= Exercise instructions =
Render everything from the line containing "Target: dark ponytail" down to the line containing "column 49, row 168", both ends included, as a JSON list of strings with one string per line. Leave out blank lines.

-- START Raw records --

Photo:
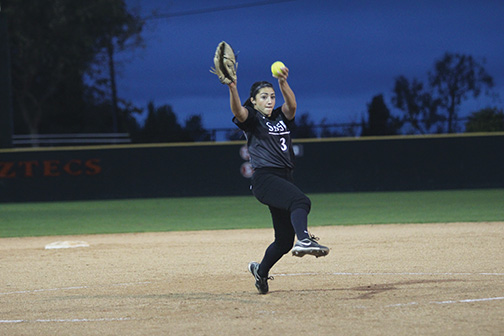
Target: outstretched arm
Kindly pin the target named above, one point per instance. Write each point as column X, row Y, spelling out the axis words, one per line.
column 290, row 105
column 240, row 112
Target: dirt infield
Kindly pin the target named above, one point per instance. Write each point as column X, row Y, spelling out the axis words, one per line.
column 426, row 279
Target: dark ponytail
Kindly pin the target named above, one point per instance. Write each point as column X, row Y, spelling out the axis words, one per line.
column 254, row 90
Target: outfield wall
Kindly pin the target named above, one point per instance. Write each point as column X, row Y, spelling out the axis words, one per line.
column 220, row 169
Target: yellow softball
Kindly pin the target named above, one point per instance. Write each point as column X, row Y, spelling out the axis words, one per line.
column 275, row 68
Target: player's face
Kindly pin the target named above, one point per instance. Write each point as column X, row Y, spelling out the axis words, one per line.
column 264, row 101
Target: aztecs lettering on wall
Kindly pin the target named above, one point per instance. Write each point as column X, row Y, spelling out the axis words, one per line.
column 49, row 168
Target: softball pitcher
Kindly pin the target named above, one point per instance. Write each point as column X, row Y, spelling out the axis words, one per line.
column 267, row 130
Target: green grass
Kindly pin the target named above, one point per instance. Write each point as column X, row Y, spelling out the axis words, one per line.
column 215, row 213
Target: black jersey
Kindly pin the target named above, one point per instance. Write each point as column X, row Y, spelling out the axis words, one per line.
column 268, row 139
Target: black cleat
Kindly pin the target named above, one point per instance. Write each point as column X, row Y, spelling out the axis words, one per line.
column 309, row 246
column 261, row 282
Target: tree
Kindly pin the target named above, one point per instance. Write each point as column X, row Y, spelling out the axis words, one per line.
column 455, row 77
column 161, row 125
column 486, row 120
column 380, row 121
column 54, row 46
column 420, row 108
column 194, row 129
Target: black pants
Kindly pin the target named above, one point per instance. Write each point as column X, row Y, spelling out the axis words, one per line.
column 275, row 187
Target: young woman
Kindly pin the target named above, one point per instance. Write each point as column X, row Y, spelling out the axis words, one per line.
column 269, row 144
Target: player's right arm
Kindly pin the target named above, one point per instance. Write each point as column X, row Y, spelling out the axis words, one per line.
column 240, row 112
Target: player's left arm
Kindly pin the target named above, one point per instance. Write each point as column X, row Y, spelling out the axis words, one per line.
column 290, row 105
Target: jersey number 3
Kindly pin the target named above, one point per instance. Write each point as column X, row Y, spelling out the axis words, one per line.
column 283, row 146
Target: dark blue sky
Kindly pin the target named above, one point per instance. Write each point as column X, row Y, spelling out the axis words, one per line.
column 340, row 53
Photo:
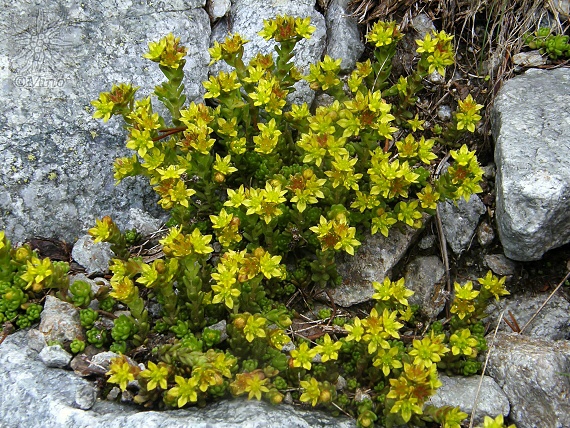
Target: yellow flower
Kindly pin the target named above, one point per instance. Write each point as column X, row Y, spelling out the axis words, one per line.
column 121, row 372
column 124, row 290
column 312, row 391
column 156, row 375
column 185, row 392
column 355, row 331
column 302, row 356
column 329, row 349
column 254, row 327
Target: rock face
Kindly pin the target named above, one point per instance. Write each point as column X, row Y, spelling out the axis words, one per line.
column 60, row 399
column 55, row 159
column 373, row 262
column 461, row 392
column 343, row 35
column 60, row 321
column 552, row 322
column 531, row 372
column 460, row 221
column 531, row 126
column 424, row 277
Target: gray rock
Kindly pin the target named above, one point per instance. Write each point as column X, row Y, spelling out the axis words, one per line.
column 60, row 321
column 85, row 396
column 373, row 262
column 485, row 234
column 530, row 124
column 52, row 403
column 552, row 322
column 55, row 57
column 144, row 223
column 500, row 265
column 93, row 256
column 343, row 35
column 424, row 277
column 489, row 171
column 460, row 221
column 426, row 242
column 531, row 372
column 36, row 340
column 218, row 8
column 55, row 356
column 461, row 392
column 246, row 18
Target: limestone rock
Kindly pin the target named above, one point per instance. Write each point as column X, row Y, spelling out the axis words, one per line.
column 55, row 356
column 500, row 265
column 531, row 373
column 485, row 234
column 61, row 400
column 373, row 262
column 424, row 277
column 93, row 256
column 60, row 321
column 461, row 391
column 55, row 57
column 531, row 117
column 460, row 221
column 552, row 322
column 218, row 8
column 343, row 35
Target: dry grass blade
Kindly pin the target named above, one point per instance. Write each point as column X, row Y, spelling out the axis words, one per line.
column 546, row 301
column 472, row 418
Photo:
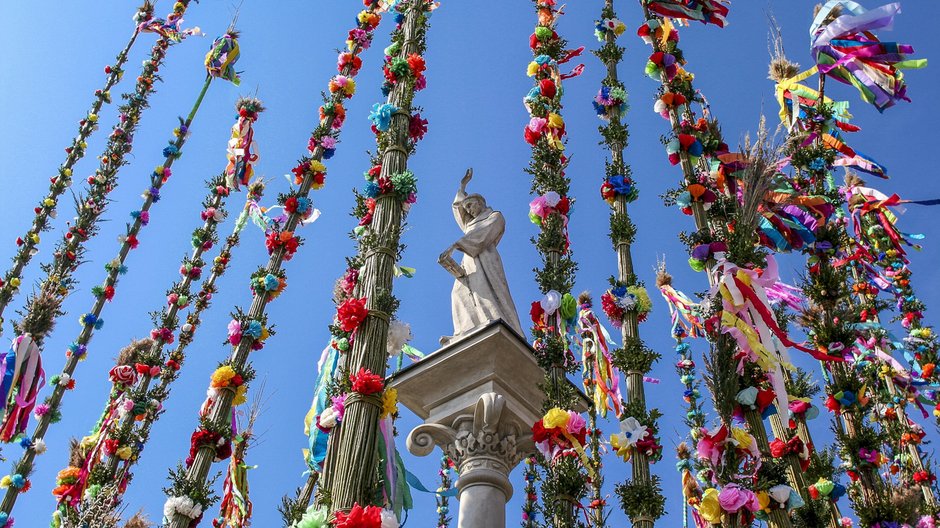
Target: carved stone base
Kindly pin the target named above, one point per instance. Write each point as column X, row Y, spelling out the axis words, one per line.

-- END Raw records --

= Output of the task =
[
  "Target: dark ponytail",
  "Kindly pin the target named above, one point per instance. Write each point as column X, row Y, spelling out the axis words, one per line.",
  "column 254, row 90",
  "Target: outfield wall",
  "Kindly pin the target named above, one point per instance. Write each point as column X, row Y, spelling out the axis words, one per line.",
  "column 220, row 169",
  "Target: yellow softball",
  "Kindly pin the target named above, one point per instance. Write each point as column X, row Y, spelling out the axis words, one per line.",
  "column 275, row 68",
  "Target: player's face",
  "Kindly pin the target named above, one point per instance. Write each point as column X, row Y, spelling out the axis words, one per line.",
  "column 264, row 101",
  "Target: aztecs lettering on wall",
  "Kindly pin the target named above, one point per instance. Write each point as column X, row Y, spelling out the axis words, one per line.",
  "column 49, row 168"
]